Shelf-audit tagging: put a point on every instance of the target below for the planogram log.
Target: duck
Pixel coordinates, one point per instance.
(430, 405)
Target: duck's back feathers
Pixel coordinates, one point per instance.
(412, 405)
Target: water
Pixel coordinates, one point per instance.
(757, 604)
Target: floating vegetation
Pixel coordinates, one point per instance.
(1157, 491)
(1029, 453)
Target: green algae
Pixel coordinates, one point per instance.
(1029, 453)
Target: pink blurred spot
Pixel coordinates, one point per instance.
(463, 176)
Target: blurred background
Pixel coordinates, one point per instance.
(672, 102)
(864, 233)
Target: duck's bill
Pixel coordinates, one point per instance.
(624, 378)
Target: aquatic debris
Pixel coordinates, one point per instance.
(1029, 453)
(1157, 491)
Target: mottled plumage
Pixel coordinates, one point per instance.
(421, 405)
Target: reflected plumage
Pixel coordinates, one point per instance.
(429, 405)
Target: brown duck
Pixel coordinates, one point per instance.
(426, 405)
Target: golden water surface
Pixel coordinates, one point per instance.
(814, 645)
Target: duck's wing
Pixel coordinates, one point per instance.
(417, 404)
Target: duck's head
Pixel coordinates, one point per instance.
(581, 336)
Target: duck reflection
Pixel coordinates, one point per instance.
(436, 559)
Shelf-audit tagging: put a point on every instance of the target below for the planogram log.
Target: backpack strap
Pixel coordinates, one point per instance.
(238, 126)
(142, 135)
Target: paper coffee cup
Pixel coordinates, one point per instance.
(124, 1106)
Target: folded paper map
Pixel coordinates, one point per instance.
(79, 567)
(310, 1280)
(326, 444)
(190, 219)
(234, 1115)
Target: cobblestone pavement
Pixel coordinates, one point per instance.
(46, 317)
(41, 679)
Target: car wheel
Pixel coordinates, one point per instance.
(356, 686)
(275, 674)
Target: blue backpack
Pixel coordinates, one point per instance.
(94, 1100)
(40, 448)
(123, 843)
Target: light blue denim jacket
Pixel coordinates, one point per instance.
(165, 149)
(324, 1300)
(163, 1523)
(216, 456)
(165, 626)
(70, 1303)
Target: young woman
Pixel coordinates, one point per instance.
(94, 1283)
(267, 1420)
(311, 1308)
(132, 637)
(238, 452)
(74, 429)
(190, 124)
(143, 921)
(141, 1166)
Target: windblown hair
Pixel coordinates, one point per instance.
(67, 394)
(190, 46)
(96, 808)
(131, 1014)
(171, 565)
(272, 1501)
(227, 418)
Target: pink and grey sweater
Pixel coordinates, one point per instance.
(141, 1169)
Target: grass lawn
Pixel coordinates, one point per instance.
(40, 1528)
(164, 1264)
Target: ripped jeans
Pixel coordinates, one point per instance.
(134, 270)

----

## Your assignment
Please show every line above that includes the word "pink".

## Written answer
Target: pink blurred spot
Target: pink and grey sweater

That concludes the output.